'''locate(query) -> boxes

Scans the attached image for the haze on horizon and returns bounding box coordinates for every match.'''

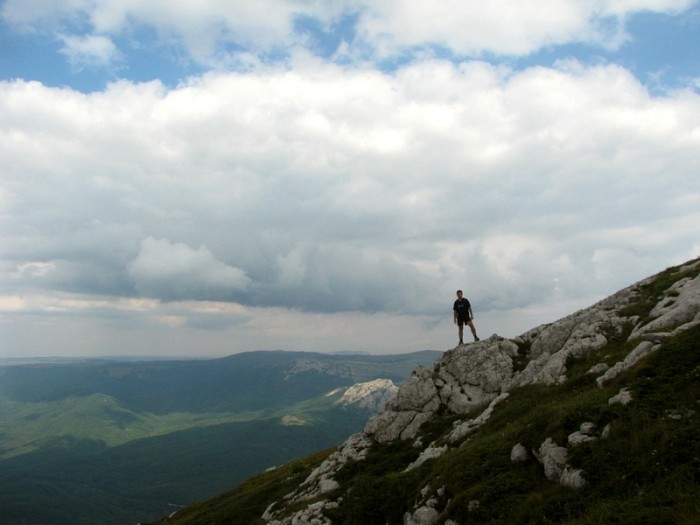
[1,0,699,358]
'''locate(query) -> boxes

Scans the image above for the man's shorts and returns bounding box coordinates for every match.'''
[457,316,471,327]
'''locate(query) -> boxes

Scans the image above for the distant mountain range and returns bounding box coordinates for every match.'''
[146,257,700,525]
[0,349,440,525]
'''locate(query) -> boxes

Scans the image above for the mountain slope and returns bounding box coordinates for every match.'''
[149,257,700,524]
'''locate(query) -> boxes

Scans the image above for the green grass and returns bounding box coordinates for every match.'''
[144,448,334,525]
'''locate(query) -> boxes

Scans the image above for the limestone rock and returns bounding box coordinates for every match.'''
[533,438,586,488]
[364,409,431,443]
[280,432,373,506]
[568,422,598,446]
[405,444,449,472]
[366,337,514,443]
[404,506,439,525]
[511,443,529,462]
[514,296,631,387]
[560,466,586,489]
[587,363,609,375]
[630,273,700,338]
[609,388,633,405]
[534,438,569,482]
[434,338,518,411]
[596,342,659,388]
[266,499,335,525]
[448,393,509,444]
[393,367,442,412]
[336,379,398,413]
[403,485,445,525]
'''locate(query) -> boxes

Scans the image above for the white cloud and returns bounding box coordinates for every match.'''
[356,0,600,57]
[127,237,251,301]
[59,33,121,69]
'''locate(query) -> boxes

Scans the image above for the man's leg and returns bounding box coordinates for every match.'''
[467,320,479,341]
[458,321,464,344]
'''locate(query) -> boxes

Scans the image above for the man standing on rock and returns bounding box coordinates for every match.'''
[453,289,479,345]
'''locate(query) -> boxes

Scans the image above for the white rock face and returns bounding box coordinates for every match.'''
[435,339,518,412]
[513,294,631,387]
[336,379,398,412]
[365,337,516,444]
[363,407,432,443]
[630,273,700,338]
[533,438,586,489]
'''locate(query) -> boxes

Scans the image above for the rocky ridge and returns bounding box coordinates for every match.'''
[263,258,700,525]
[335,378,399,413]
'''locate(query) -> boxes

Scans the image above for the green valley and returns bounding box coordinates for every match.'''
[0,350,439,524]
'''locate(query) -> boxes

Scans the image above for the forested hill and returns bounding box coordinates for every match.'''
[0,350,440,525]
[0,349,440,415]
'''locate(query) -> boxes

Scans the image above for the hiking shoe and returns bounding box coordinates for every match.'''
[475,337,480,342]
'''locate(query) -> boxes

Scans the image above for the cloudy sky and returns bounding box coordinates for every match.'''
[1,1,699,358]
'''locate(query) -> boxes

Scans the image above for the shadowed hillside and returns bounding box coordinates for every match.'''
[147,257,700,525]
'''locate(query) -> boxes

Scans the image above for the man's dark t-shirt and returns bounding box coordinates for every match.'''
[453,298,471,322]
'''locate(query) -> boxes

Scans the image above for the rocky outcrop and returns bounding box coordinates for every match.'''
[264,433,374,525]
[403,485,446,525]
[447,392,509,444]
[609,387,633,405]
[511,287,635,387]
[532,438,586,489]
[568,422,598,446]
[630,271,700,338]
[364,336,516,444]
[335,378,398,412]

Task prompt | With the images removed, reproduce all the material above word for word.

Reply to the task |
'''locate(query) -> boxes

Scans the attached image for the haze on horizon and returns bounding box coordinates for every match.'''

[1,0,699,358]
'''locate(query) -> boxes

Scans the image above for the man's shorts and returns bounding box coordinates for every match.'''
[457,316,471,327]
'''locate(query) -> boxes

Scans the image above for the distant mountain range and returns bounding box coordinates for every match.'''
[146,257,700,525]
[0,349,440,525]
'''locate(query) -> boxes

Scans the image above for the mountain slope and returns bounding box coordinates for every match.'''
[149,257,700,524]
'''locate(query) -> boxes

Scans the image above for the green grass and returns bounding box coordinates for every match.'''
[144,448,334,525]
'''locate(query) -> boxes

Scans the image above for the limestone rock and returns bounding box coordinates for every match.'''
[533,438,586,488]
[364,409,431,443]
[280,432,373,506]
[568,422,598,446]
[405,444,449,472]
[366,337,514,443]
[404,506,439,525]
[511,443,529,462]
[514,296,631,387]
[560,466,586,489]
[587,363,609,375]
[630,273,700,338]
[609,388,633,405]
[534,438,569,482]
[434,338,518,411]
[596,342,659,388]
[266,499,335,525]
[448,393,509,444]
[393,367,442,412]
[336,379,398,413]
[403,485,445,525]
'''locate(query) -> boxes

Scans the image above for the white cloud and returns bounding box coordinates for every match.'''
[356,0,600,57]
[127,237,251,301]
[59,33,121,69]
'''locate(query) -> boxes

Scans the image above for the man's leg and returns bounding box coordinates for every match.'''
[467,320,479,341]
[458,321,464,344]
'''locate(query) -> boxes

Scans the image above for the man standing on rock and returns bounding box coordinates for every match.'''
[453,289,479,345]
'''locate(query) -> boxes

Scans the image above for the white rock face and returns bounding box coordinates for every match.'''
[435,339,518,412]
[513,294,631,387]
[336,379,398,412]
[365,337,516,444]
[363,407,432,443]
[630,273,700,338]
[533,438,586,489]
'''locate(query) -> boxes

Scans the image above for the rocky ridge and returns bounding box coordinates for every match.'''
[263,258,700,525]
[335,378,399,413]
'''locate(query) -> boxes

Scans the image above for the green valley and returns bounding box coordinates for every match.'''
[0,350,439,524]
'''locate(query) -> boxes

Scans the image above for the forested hill and returns bounding box coordinates for every match.'''
[0,350,440,525]
[0,349,440,415]
'''locate(query) -> boxes

Scans the image above for the hiking shoe and returns bounding box coordinates for every match.'''
[475,337,480,342]
'''locate(query) -> boxes

Scans the image above for the cloudy sky and returns bounding box coordinates for every match.'''
[1,1,699,358]
'''locate(query) -> boxes

Scans the image above for the shadowed hillside and returns bounding box coordinates for every match.'''
[147,257,700,525]
'''locate(query) -> boxes

Scans the image above for the man's dark t-shirt and returns bounding box coordinates for every match.'''
[453,298,471,322]
'''locate(query) -> boxes

Scans the image above for the rocky outcrop and returns bounding box coordinates for every match.'''
[264,433,374,525]
[403,485,446,525]
[447,392,509,444]
[609,387,633,405]
[511,287,635,387]
[532,438,586,489]
[568,422,598,446]
[630,271,700,338]
[364,336,516,444]
[335,378,398,412]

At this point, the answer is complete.